### EXERCISE TEXT
The use of verbal fluency tests for specific assessment of executive functions would be problematic, given the multifactorial nature of these tests. There is a common misunderstanding on tests of executive functions and "frontal lobe tests".[34] Executive functions are closely related to frontal lobes,[35] but also depend on the structural and functional integrity and connectivity of other regions, including the basal ganglia, the parietal lobe and the cerebellum.[36] These processes depend on various cognitive modules that although anatomically segregated, are strongly interconnected.[37] Similarly, the frontal lobes are involved in a number of non-executive processes, including the formation and consolidation of memories[38] and language.[39] In this study, an alternate verbal fluency task was used involving both of the categories previously employed in the semantic verbal fluency test (animals and fruits), increasing the focus of the particular task for the assessment of cognitive flexibility while reducing the involvement of other cognitive processes. In this context, the traditional tests of verbal fluency could be classified as more general "frontal lobe tests," while the switching versions are candidates for tests of executive functions, particularly for the cognitive flexibility component.

The present study has some limitations. The sample size is relatively small, although sufficient for the detection of moderate-large effects, which may bias the analysis for the detection of small-moderate effects. Thus, the study does not provide sufficient sample power for the detection of more discrete effect sizes. We studied a relatively homogeneous convenience sample of healthy adults and used no objective inclusion criteria (such as screening tests) to previously determine the participant cognitive status, limiting generalizability of the results to other populations or clinical groups.

An association was found between the correct word-pair produced in a modified version of the switching fluency test and cognitive flexibility. This association remained significant even after controlling for demographic factors, psychiatric symptoms, semantic knowledge and processing speed. The association of cognitive flexibility with the scores of traditional versions of verbal fluency was lower compared to this procedure. Further studies should test the validity of the method for assessing cognitive flexibility employing different approaches, including clinical studies.

### RECORDS SUPPLIED
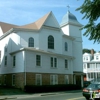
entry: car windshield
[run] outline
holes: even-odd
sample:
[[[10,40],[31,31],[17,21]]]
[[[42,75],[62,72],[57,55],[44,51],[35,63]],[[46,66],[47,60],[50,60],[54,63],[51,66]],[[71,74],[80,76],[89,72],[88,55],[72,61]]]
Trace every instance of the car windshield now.
[[[100,84],[90,84],[88,88],[100,88]]]

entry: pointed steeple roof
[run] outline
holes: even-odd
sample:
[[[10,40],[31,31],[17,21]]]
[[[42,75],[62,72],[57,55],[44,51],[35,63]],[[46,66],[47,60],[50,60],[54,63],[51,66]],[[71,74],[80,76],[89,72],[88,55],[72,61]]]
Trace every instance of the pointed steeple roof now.
[[[34,23],[23,25],[23,26],[20,26],[17,28],[39,30],[42,27],[42,25],[44,24],[44,22],[46,21],[46,19],[48,18],[48,16],[50,15],[50,13],[51,12],[49,12],[48,14],[46,14],[45,16],[43,16],[42,18],[40,18],[39,20],[37,20]]]
[[[68,10],[67,13],[63,16],[62,22],[60,25],[64,26],[64,25],[70,24],[70,23],[82,26],[82,24],[80,24],[78,22],[77,18],[72,13],[70,13],[70,11]]]
[[[0,26],[1,26],[3,33],[9,31],[11,28],[18,27],[17,25],[8,24],[8,23],[4,23],[4,22],[0,22]]]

### YOUR ASSIGNMENT
From the passage on verbal fluency tests, extract the part that opens with the words containing "The present study" and closes with "or clinical groups.". The items come from a different source than the text.

### ANSWER TO THIS EXERCISE
The present study has some limitations. The sample size is relatively small, although sufficient for the detection of moderate-large effects, which may bias the analysis for the detection of small-moderate effects. Thus, the study does not provide sufficient sample power for the detection of more discrete effect sizes. We studied a relatively homogeneous convenience sample of healthy adults and used no objective inclusion criteria (such as screening tests) to previously determine the participant cognitive status, limiting generalizability of the results to other populations or clinical groups.